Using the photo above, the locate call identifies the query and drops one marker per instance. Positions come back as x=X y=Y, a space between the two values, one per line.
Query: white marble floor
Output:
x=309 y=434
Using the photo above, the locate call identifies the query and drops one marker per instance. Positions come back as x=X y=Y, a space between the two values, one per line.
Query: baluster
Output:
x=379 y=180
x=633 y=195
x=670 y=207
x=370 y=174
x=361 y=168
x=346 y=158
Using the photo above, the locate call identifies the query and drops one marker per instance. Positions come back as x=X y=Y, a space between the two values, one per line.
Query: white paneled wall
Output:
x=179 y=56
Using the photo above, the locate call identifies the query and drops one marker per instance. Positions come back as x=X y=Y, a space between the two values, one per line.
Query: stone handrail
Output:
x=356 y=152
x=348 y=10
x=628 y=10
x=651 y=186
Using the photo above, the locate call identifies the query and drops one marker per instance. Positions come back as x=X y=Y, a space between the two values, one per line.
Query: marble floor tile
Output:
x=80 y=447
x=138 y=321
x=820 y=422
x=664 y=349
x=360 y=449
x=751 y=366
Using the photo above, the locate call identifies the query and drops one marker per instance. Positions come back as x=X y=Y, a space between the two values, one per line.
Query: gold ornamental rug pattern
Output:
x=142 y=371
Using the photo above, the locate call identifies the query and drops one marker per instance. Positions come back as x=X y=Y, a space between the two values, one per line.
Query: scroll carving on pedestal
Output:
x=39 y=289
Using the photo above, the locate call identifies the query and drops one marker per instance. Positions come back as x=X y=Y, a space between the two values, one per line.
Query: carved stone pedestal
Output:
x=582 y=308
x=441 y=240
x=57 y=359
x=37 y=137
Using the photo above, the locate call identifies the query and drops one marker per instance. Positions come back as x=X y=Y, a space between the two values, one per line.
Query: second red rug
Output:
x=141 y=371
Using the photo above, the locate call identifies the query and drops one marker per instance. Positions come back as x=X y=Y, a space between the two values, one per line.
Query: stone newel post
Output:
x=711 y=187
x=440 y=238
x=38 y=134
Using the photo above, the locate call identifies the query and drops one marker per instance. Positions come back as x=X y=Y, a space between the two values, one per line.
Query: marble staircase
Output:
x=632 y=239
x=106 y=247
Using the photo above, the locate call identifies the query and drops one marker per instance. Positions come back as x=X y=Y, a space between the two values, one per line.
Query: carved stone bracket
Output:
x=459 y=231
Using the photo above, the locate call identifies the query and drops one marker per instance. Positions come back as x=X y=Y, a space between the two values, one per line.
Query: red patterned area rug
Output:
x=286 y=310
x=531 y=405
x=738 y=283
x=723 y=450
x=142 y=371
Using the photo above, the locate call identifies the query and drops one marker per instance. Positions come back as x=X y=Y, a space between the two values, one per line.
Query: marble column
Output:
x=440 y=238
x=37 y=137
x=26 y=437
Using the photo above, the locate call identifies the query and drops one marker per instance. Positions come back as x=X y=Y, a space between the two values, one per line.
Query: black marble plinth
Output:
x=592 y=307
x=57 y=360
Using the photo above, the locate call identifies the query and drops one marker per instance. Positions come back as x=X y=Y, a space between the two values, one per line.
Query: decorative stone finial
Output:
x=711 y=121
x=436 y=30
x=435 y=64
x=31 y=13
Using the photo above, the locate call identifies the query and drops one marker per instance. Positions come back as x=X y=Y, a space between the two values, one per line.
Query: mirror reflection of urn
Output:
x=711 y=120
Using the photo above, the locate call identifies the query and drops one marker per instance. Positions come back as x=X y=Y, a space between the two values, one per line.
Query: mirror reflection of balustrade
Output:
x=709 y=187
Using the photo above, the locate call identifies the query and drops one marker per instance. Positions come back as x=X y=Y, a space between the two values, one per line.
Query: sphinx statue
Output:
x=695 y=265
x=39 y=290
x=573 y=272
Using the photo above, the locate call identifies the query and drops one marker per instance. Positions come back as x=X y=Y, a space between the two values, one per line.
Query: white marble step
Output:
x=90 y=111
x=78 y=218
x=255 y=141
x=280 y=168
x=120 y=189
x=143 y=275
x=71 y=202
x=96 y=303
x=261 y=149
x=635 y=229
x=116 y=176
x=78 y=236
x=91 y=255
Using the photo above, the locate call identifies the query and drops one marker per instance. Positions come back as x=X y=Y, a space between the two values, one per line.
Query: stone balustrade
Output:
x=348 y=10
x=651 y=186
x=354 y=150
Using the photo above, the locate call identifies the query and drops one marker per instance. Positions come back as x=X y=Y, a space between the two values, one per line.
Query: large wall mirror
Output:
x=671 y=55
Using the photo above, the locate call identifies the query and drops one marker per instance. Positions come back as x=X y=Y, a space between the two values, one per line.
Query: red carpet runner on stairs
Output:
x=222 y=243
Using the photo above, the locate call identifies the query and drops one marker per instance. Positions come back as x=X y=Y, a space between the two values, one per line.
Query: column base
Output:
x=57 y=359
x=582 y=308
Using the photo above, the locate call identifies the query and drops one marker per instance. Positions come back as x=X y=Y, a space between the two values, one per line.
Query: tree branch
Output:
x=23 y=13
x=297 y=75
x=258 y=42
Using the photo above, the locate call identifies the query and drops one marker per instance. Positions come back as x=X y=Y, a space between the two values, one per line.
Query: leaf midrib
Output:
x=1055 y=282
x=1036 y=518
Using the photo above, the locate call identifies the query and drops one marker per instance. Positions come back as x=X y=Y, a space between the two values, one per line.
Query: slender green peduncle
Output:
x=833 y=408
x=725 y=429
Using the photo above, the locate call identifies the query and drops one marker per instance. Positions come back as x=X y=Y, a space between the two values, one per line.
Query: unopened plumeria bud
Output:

* WORK REQUIRED *
Using the listing above, pick out each line that contains the word "white", then copy it.

* ANSWER TO THIS EXERCISE *
Query: white marble floor
Query: white paneled wall
Query: white marble step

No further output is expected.